Referring expression data:
------------------------

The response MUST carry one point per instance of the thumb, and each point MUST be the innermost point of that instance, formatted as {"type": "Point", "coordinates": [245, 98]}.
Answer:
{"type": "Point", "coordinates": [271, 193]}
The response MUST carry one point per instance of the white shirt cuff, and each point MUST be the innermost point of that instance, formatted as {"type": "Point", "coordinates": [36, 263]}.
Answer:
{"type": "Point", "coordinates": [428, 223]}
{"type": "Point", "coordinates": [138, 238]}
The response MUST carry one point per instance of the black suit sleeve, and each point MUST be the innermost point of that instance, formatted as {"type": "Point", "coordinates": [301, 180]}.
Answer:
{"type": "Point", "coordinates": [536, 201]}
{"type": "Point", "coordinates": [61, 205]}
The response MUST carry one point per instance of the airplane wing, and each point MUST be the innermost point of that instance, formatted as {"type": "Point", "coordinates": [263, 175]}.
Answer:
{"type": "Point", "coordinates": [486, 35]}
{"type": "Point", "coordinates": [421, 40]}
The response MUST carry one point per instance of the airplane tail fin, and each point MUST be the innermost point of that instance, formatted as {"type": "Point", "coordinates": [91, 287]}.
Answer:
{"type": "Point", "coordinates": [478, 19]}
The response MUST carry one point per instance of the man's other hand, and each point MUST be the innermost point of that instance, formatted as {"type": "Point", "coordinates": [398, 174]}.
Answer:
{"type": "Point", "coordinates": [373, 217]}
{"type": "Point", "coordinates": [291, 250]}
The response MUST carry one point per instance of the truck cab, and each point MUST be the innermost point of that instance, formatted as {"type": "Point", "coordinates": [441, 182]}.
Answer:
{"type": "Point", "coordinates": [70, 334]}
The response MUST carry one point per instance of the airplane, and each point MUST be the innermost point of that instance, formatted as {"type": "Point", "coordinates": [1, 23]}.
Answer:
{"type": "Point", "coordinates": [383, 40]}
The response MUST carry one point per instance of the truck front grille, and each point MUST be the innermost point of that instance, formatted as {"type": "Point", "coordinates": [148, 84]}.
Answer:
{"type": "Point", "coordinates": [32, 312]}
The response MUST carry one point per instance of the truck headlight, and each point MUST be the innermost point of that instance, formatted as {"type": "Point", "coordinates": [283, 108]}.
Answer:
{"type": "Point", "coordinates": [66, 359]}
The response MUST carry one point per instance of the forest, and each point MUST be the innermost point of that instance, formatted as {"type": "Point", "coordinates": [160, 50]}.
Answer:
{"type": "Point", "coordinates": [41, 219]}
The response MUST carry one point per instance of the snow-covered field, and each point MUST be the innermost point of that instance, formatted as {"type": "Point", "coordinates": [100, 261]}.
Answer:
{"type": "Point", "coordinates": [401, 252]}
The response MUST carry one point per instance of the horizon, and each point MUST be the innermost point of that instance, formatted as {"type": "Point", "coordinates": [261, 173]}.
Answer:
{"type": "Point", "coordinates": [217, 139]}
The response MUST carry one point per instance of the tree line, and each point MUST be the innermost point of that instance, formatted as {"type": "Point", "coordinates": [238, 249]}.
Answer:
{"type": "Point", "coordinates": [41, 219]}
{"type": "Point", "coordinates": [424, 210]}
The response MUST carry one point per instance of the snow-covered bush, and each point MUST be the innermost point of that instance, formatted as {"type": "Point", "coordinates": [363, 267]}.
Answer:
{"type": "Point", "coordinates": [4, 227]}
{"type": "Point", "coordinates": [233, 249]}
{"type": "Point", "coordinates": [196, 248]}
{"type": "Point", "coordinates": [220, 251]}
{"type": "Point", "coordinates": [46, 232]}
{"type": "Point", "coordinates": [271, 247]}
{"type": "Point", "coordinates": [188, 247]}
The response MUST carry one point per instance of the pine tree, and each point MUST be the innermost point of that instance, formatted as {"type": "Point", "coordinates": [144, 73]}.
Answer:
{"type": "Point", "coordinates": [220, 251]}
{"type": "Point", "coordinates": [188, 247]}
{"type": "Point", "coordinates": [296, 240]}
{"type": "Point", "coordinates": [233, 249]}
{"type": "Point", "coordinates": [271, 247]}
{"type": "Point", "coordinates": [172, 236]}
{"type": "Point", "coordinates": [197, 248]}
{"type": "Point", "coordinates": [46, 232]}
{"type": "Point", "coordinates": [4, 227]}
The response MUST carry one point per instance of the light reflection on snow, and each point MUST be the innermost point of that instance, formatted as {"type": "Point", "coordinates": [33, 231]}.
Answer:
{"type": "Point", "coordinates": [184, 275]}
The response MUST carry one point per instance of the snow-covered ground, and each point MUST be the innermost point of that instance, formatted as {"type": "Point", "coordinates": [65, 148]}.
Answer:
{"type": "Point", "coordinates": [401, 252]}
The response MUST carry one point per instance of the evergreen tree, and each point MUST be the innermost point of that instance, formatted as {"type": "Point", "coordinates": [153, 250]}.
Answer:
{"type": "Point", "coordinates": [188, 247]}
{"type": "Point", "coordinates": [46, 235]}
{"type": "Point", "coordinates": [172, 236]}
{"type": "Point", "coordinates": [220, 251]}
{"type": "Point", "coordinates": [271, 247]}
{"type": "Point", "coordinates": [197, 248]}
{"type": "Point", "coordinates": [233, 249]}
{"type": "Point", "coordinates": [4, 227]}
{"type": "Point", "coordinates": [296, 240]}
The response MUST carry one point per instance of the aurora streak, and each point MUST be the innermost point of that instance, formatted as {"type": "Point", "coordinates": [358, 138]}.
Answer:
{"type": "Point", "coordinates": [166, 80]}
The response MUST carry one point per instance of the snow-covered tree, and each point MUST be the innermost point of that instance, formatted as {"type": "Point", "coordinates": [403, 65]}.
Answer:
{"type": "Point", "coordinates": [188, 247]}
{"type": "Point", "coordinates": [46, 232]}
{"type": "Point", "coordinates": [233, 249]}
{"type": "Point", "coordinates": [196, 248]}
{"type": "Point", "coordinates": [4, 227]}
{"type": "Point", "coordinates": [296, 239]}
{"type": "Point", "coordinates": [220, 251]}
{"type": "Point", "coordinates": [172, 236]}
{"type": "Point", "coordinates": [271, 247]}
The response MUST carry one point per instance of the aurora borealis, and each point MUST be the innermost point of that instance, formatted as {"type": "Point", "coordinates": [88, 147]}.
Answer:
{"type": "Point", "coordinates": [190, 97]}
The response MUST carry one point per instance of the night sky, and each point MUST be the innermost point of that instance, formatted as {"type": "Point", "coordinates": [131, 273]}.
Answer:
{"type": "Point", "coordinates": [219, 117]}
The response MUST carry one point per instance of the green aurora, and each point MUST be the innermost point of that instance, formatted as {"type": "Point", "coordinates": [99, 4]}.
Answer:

------------------------

*Exercise details*:
All of the data above needs to be set down again exactly. Include every line.

*Answer below*:
The response MUST carry one point per instance of the thumb, and each point MUST be the innermost point of that instance, formatted as {"type": "Point", "coordinates": [245, 98]}.
Answer:
{"type": "Point", "coordinates": [271, 193]}
The response MUST carry one point per instance of the white shirt cuff, and each point MUST be the innermost point of that instance, formatted as {"type": "Point", "coordinates": [36, 263]}.
Answer:
{"type": "Point", "coordinates": [428, 223]}
{"type": "Point", "coordinates": [138, 238]}
The response MUST carry one point per instance of the black suit sleeve, and each point MUST be the innermost point of that instance, formatted as {"type": "Point", "coordinates": [301, 180]}.
Answer:
{"type": "Point", "coordinates": [536, 201]}
{"type": "Point", "coordinates": [61, 205]}
The response MUST carry one point per instance of the airplane wing, and each point MUST be the innermost point of that instance, formatted as {"type": "Point", "coordinates": [263, 175]}.
Answer:
{"type": "Point", "coordinates": [486, 35]}
{"type": "Point", "coordinates": [421, 40]}
The response MUST carry one point per instance of the airplane tail fin, and each point MUST be the innermost point of that instance, formatted as {"type": "Point", "coordinates": [91, 287]}.
Answer:
{"type": "Point", "coordinates": [478, 19]}
The response MUST carry one point per instance of the man's other hand, and each point MUST be the innermost point of that instance, formatted as {"type": "Point", "coordinates": [398, 174]}.
Answer:
{"type": "Point", "coordinates": [373, 217]}
{"type": "Point", "coordinates": [291, 250]}
The response MUST carry one point per instance of the truck cab, and each point MUST be the innermost point of that instance, formatted as {"type": "Point", "coordinates": [441, 182]}.
Answer:
{"type": "Point", "coordinates": [70, 334]}
The response MUST carry one point per instance of the airplane, and each point MUST be the innermost point of that instance, formatted as {"type": "Point", "coordinates": [1, 23]}.
Answer:
{"type": "Point", "coordinates": [383, 40]}
The response MUST carry one point per instance of the truck front grille, and each point MUST be the innermost point of that instance, formatted as {"type": "Point", "coordinates": [148, 84]}.
Answer:
{"type": "Point", "coordinates": [32, 312]}
The response MUST carry one point per instance of the truck headlight, and each point MUST be the innermost point of that instance, formatted as {"type": "Point", "coordinates": [283, 108]}.
Answer:
{"type": "Point", "coordinates": [66, 359]}
The response MUST carry one point per instance of the forest, and each point MUST be the innermost point of that instance, formatted as {"type": "Point", "coordinates": [160, 50]}.
Answer:
{"type": "Point", "coordinates": [41, 219]}
The response MUST carry one point per instance of the snow-covered field, and each point MUST be the innermost point of that instance, formatted as {"type": "Point", "coordinates": [100, 261]}.
Answer:
{"type": "Point", "coordinates": [401, 252]}
The response MUST carry one point per instance of the horizon, and each point MUST be the innermost point of that instance, formatted as {"type": "Point", "coordinates": [261, 173]}.
Answer:
{"type": "Point", "coordinates": [217, 139]}
The response MUST carry one point per instance of the tree line, and each point MUST be the innermost point of that instance, formatted as {"type": "Point", "coordinates": [238, 249]}.
Answer:
{"type": "Point", "coordinates": [41, 219]}
{"type": "Point", "coordinates": [424, 210]}
The response MUST carry one point per instance of the snow-covered bush, and each point MUST be the innermost point of that instance, formatted as {"type": "Point", "coordinates": [363, 267]}.
Answer:
{"type": "Point", "coordinates": [4, 227]}
{"type": "Point", "coordinates": [233, 249]}
{"type": "Point", "coordinates": [196, 248]}
{"type": "Point", "coordinates": [220, 251]}
{"type": "Point", "coordinates": [46, 232]}
{"type": "Point", "coordinates": [271, 247]}
{"type": "Point", "coordinates": [188, 247]}
The response MUST carry one point per instance of the pine tree, and each point MUST be the innermost point of that instance, formatted as {"type": "Point", "coordinates": [144, 73]}.
Answer:
{"type": "Point", "coordinates": [220, 251]}
{"type": "Point", "coordinates": [188, 247]}
{"type": "Point", "coordinates": [296, 240]}
{"type": "Point", "coordinates": [233, 249]}
{"type": "Point", "coordinates": [271, 247]}
{"type": "Point", "coordinates": [172, 236]}
{"type": "Point", "coordinates": [197, 248]}
{"type": "Point", "coordinates": [46, 232]}
{"type": "Point", "coordinates": [4, 227]}
The response MUST carry one point per instance of the light reflection on snow, and each point MUST be the innermost point of that instance, formatted as {"type": "Point", "coordinates": [33, 231]}.
Answer:
{"type": "Point", "coordinates": [184, 275]}
The response MUST carry one point per instance of the snow-covered ground, and each point MUST be the innermost point of that instance, formatted as {"type": "Point", "coordinates": [65, 148]}.
Answer:
{"type": "Point", "coordinates": [401, 252]}
The response MUST carry one point per instance of the evergreen tree, and each point MUST be the innermost point of that instance, formatted as {"type": "Point", "coordinates": [153, 250]}.
Answer:
{"type": "Point", "coordinates": [188, 247]}
{"type": "Point", "coordinates": [46, 235]}
{"type": "Point", "coordinates": [172, 236]}
{"type": "Point", "coordinates": [220, 251]}
{"type": "Point", "coordinates": [271, 247]}
{"type": "Point", "coordinates": [197, 248]}
{"type": "Point", "coordinates": [233, 249]}
{"type": "Point", "coordinates": [4, 227]}
{"type": "Point", "coordinates": [296, 240]}
The response MUST carry one point per instance of the aurora streak, and each point MUST be the innermost point of that instance, formatted as {"type": "Point", "coordinates": [358, 138]}.
Answer:
{"type": "Point", "coordinates": [166, 80]}
The response MUST carry one point per instance of the snow-covered tree, and each point MUST be the innermost point of that instance, formatted as {"type": "Point", "coordinates": [403, 65]}.
Answer:
{"type": "Point", "coordinates": [188, 247]}
{"type": "Point", "coordinates": [46, 232]}
{"type": "Point", "coordinates": [233, 249]}
{"type": "Point", "coordinates": [196, 248]}
{"type": "Point", "coordinates": [4, 227]}
{"type": "Point", "coordinates": [296, 239]}
{"type": "Point", "coordinates": [220, 251]}
{"type": "Point", "coordinates": [172, 236]}
{"type": "Point", "coordinates": [271, 247]}
The response MUST carry one point per instance of the aurora borealis, and each point MUST be the innermost point of that instance, formatted as {"type": "Point", "coordinates": [88, 147]}.
Answer:
{"type": "Point", "coordinates": [190, 97]}
The response MUST carry one point per instance of the night sky, and each point MUST be the innermost point of that instance, formatted as {"type": "Point", "coordinates": [131, 273]}.
Answer:
{"type": "Point", "coordinates": [219, 117]}
The response MUST carry one point per instance of the green aurora, and each point MUST be the innermost point of that instance, formatted as {"type": "Point", "coordinates": [99, 4]}.
Answer:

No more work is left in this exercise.